* _Постановка задачи_
Перечислите все цели, ради которых, согласно тексту о локализме, государство внутри страны узурпировало полномочия сообщества.
------ Текст ------
Мы рассмотрим способы, как это можно сделать, но, пожалуй, самый важный из них – это дать сообществу власть, которую государство неуклонно отнимало у него. Поскольку рынки стали глобальными, международные органы, направляемые своими бюрократами или интересами могущественных стран, забирают власть у стран в свои собственные руки, чтобы облегчить функционирование глобальных рынков. Популистские националисты преувеличивают степень, в которой власть перешла к международным органам, но это явление реально. С еще большими проблемами связано то, что внутри страны государство для выполнения международных обязательств, унификации законодательства на национальном уровне, а также для эффективного использования федерального финансирования узурпировало многие полномочия сообщества, что только еще больше его ослабило. Мы должны полностью изменить это. За исключением случаев, когда это абсолютно необходимо для поддержания должного порядка, международные органы должны вернуть власть странам, а внутри стран власть и финансирование должны быть переданы с федерального уровня на уровень сообществ. К счастью, революция в области ИКТ помогает в этом, как мы увидим. При осторожном подходе эта децентрализация сохранит преимущества глобальных рынков, в то же время предоставляя людям больше чувства самоопределения. Локализм – в смысле сосредоточения большего количества полномочий, расходов и деятельности в сообществе – поможет справиться с центробежными дезориентирующими тенденциями глобальных рынков и новых технологий.
------ Исходные материалы ------
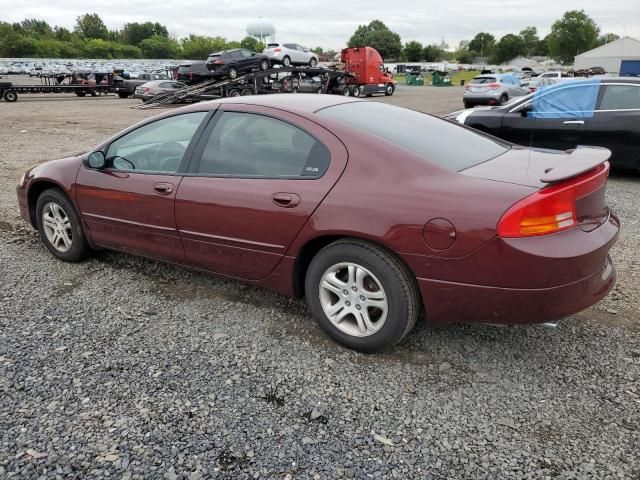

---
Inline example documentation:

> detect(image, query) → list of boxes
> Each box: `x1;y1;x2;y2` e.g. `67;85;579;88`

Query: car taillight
498;163;609;238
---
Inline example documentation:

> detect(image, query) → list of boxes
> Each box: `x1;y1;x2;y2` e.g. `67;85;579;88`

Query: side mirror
87;151;107;168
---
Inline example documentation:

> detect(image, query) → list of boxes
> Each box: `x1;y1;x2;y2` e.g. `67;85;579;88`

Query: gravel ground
0;79;640;480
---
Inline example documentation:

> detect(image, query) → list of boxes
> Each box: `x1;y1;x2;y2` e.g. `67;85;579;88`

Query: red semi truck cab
340;47;396;97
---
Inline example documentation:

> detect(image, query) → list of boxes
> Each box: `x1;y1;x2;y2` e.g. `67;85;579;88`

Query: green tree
347;20;402;60
469;32;496;57
140;35;180;58
548;10;600;64
121;22;169;46
494;33;526;64
597;33;620;46
403;40;423;62
520;27;540;57
74;13;109;40
182;35;227;60
422;43;443;62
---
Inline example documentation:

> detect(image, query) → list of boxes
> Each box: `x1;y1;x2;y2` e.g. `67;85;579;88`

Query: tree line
0;13;264;60
348;10;619;64
0;10;619;64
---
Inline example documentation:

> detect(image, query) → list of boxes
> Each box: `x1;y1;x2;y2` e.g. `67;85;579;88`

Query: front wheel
305;240;420;352
36;188;91;262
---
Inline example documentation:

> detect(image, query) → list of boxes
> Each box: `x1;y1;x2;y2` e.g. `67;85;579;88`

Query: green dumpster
404;72;424;86
431;72;451;87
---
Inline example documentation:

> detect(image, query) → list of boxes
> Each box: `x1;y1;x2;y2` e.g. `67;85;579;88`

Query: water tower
247;17;276;43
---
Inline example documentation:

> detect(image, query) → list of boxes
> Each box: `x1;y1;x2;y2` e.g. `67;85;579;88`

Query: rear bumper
418;256;617;325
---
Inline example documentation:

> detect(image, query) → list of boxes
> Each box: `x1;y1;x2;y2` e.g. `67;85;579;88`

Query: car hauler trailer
0;72;113;102
134;66;354;109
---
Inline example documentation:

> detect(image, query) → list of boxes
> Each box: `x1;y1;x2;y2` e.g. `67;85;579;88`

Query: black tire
384;83;396;97
3;90;18;103
36;188;92;262
305;239;420;352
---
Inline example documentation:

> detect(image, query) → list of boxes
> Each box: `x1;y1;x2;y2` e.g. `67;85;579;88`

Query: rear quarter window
317;102;511;172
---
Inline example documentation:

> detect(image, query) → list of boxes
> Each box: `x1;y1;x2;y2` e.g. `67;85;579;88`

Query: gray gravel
0;84;640;480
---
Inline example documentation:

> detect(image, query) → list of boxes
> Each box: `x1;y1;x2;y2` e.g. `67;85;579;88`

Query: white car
262;43;318;67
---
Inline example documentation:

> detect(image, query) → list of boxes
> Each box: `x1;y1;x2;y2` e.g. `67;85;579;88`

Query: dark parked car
17;95;619;351
446;77;640;169
206;48;269;79
178;62;213;85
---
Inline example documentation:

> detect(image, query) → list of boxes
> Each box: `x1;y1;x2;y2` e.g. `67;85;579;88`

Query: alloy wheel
42;202;73;253
319;262;389;337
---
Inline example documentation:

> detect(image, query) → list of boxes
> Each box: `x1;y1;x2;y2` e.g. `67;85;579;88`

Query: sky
0;0;640;50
------
* _Ответ на задачу_
1. Выполнение международных обязательств.
2. Унификация законодательства на национальном уровне.
3. Эффективное использование федерального финансирования.